● **Stored items**:
##########
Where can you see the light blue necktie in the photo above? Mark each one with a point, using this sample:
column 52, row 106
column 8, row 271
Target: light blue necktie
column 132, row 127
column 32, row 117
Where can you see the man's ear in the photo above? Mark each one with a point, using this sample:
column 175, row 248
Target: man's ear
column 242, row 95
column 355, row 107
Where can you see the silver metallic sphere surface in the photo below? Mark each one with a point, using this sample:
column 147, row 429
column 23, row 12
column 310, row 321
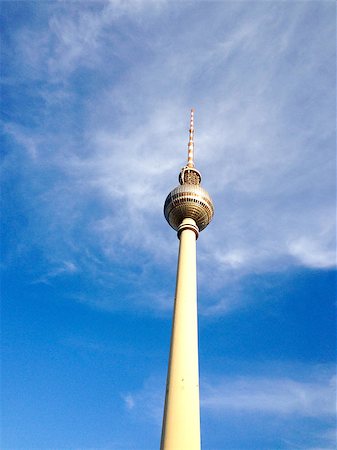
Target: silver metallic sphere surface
column 188, row 201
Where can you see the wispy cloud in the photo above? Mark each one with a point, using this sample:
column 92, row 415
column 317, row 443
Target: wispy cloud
column 260, row 395
column 264, row 142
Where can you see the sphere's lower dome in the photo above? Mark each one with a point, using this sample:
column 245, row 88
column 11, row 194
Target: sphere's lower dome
column 188, row 201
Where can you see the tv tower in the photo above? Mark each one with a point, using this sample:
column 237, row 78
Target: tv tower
column 188, row 209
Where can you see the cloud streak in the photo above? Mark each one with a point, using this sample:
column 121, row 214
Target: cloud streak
column 264, row 132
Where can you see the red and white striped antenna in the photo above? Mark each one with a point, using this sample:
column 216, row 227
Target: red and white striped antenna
column 190, row 156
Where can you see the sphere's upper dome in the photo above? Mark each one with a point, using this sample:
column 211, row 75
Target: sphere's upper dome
column 188, row 201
##########
● **PROBLEM STATEMENT**: Present every line of the records above as a numbered list, omitting blank lines and leaving out the pictures.

● **THE SOLUTION**:
1. Where can you see the light blue necktie in the photo above? Mark each one with a point, using this sample:
2. column 52, row 106
3. column 8, row 271
4. Target: light blue necktie
5. column 132, row 127
6. column 32, row 117
7. Where can you see the man's ear in the photo above? Mark each one with a point, using this sample:
8. column 175, row 248
9. Target: man's ear
10. column 242, row 95
11. column 355, row 107
12. Where can you see the silver metallic sphere surface in the photo below? Mark each one with a point, using this sample:
13. column 147, row 429
14. column 23, row 12
15. column 310, row 321
16. Target: silver metallic sphere surface
17. column 188, row 201
18. Where can you see the wispy cloud in the photo above? Mark each one with a point, using this sample:
19. column 92, row 415
20. column 317, row 443
21. Target: wispy cloud
22. column 260, row 395
23. column 264, row 142
24. Where can you see the sphere's lower dome in the photo above? Mark each one with a point, using this sample:
25. column 245, row 88
26. column 11, row 194
27. Target: sphere's lower dome
28. column 188, row 201
29. Where can you see the tv tower in the photo above? Mark each one with a point, using this sample:
30. column 237, row 78
31. Target: tv tower
32. column 188, row 209
33. Where can you see the cloud streak in the photo above? Mark each one with a point, using this sample:
34. column 121, row 214
35. Target: cloud streak
36. column 264, row 132
37. Where can you see the red and white striped antenna in the photo above? Mark each one with a point, using this sample:
38. column 216, row 227
39. Target: red and white striped antenna
40. column 190, row 156
41. Where can you see the sphere's upper dome in the photo above? Mark each one with a point, using this sample:
42. column 211, row 75
43. Target: sphere's upper dome
44. column 188, row 201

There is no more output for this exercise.